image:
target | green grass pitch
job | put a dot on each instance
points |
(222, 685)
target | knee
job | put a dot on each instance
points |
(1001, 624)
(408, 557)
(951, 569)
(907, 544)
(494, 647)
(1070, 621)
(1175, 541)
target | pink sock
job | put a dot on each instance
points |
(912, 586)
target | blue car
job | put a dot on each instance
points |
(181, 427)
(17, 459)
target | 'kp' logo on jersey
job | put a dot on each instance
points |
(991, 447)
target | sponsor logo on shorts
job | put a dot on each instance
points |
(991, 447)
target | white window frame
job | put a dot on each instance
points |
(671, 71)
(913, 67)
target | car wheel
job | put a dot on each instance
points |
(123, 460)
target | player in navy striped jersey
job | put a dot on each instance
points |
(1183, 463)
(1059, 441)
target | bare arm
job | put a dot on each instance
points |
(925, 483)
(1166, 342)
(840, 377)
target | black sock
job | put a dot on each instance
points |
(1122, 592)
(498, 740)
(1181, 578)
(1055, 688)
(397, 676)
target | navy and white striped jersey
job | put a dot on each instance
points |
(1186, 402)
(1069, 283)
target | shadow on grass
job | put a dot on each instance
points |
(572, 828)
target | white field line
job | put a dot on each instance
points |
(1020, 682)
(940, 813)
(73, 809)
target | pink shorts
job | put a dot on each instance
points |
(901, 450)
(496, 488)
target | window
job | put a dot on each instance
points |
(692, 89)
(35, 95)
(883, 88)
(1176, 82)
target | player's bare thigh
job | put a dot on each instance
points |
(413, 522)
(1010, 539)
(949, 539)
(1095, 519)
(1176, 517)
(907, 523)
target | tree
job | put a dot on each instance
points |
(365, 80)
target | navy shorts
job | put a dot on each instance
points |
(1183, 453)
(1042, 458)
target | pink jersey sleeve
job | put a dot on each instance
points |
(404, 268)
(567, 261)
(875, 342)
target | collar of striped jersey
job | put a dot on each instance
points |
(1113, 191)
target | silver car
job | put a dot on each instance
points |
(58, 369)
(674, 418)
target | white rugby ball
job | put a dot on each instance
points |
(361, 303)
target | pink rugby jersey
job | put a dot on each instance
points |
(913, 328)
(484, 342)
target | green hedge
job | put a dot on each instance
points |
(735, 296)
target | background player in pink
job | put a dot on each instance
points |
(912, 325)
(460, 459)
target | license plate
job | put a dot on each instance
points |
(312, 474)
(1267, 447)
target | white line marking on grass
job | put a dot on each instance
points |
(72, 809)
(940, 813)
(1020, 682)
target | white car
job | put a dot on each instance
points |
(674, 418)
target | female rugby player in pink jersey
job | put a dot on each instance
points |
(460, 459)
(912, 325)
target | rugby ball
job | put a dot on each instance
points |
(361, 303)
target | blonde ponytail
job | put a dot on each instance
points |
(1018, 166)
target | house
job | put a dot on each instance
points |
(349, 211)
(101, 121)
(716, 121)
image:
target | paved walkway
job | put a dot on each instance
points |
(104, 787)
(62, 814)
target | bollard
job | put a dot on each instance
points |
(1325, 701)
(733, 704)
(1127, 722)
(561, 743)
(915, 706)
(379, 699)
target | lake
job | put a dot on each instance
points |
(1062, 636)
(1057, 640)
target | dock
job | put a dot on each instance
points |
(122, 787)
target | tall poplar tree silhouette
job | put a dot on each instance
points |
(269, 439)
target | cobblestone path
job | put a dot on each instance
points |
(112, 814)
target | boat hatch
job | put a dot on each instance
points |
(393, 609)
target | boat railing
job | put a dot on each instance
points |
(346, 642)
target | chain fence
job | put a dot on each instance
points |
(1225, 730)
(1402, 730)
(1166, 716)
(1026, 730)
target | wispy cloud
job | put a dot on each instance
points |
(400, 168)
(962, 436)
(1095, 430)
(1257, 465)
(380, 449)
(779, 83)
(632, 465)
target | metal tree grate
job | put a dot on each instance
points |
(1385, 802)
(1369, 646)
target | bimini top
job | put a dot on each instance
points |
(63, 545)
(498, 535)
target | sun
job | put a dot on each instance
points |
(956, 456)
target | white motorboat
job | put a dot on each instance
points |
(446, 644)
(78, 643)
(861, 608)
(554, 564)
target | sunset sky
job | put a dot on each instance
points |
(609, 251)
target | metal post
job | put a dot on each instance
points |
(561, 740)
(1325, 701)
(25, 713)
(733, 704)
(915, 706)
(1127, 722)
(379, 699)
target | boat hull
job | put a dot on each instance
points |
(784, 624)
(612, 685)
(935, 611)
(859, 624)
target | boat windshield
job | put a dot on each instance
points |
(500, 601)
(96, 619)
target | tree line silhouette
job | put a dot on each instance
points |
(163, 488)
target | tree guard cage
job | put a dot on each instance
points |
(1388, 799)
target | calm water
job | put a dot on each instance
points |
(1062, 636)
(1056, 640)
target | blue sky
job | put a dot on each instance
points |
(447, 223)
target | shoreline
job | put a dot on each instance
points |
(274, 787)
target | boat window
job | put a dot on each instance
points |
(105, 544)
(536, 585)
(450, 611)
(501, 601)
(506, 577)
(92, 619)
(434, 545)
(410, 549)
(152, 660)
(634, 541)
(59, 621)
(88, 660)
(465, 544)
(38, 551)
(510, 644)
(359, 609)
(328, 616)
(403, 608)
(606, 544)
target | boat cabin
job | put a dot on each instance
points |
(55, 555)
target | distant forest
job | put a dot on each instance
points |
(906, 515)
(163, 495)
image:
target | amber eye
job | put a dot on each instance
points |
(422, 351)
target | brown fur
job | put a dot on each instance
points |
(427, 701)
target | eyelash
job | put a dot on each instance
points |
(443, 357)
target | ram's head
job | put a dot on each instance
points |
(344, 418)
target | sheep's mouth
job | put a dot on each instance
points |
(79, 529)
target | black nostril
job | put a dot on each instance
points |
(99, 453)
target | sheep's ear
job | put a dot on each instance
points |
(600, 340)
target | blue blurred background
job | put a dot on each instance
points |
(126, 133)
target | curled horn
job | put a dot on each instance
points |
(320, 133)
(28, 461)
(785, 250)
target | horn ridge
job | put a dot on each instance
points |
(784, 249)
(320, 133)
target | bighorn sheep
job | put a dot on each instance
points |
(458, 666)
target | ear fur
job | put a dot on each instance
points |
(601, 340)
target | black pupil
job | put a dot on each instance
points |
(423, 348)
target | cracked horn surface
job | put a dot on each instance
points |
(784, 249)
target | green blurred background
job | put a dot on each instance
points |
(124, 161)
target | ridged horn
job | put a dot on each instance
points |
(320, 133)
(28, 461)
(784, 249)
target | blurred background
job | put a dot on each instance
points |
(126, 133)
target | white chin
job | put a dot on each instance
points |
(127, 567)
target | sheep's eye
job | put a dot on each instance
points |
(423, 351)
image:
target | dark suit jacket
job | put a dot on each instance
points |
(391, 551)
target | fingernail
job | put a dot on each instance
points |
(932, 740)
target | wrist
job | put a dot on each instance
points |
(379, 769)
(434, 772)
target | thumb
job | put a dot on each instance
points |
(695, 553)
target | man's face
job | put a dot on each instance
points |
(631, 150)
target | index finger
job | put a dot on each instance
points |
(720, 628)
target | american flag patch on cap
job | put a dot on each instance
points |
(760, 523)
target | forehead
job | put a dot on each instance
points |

##############################

What the task requires: Given the records above, return exactly the lines starting at the line containing "target | pink jersey sleeve" and ending at the line containing "target | green hedge", including both.

Answer box:
target | pink jersey sleeve
job | put a dot on each instance
points |
(404, 268)
(567, 261)
(875, 342)
target | collar of striped jersey
job | put a dot on each instance
points |
(1113, 191)
target | silver car
job | put a dot on each instance
points |
(58, 369)
(674, 418)
target | white rugby ball
job | put a dot on each instance
points |
(361, 303)
target | pink rugby jersey
job | put a dot on each instance
points |
(913, 328)
(484, 342)
target | green hedge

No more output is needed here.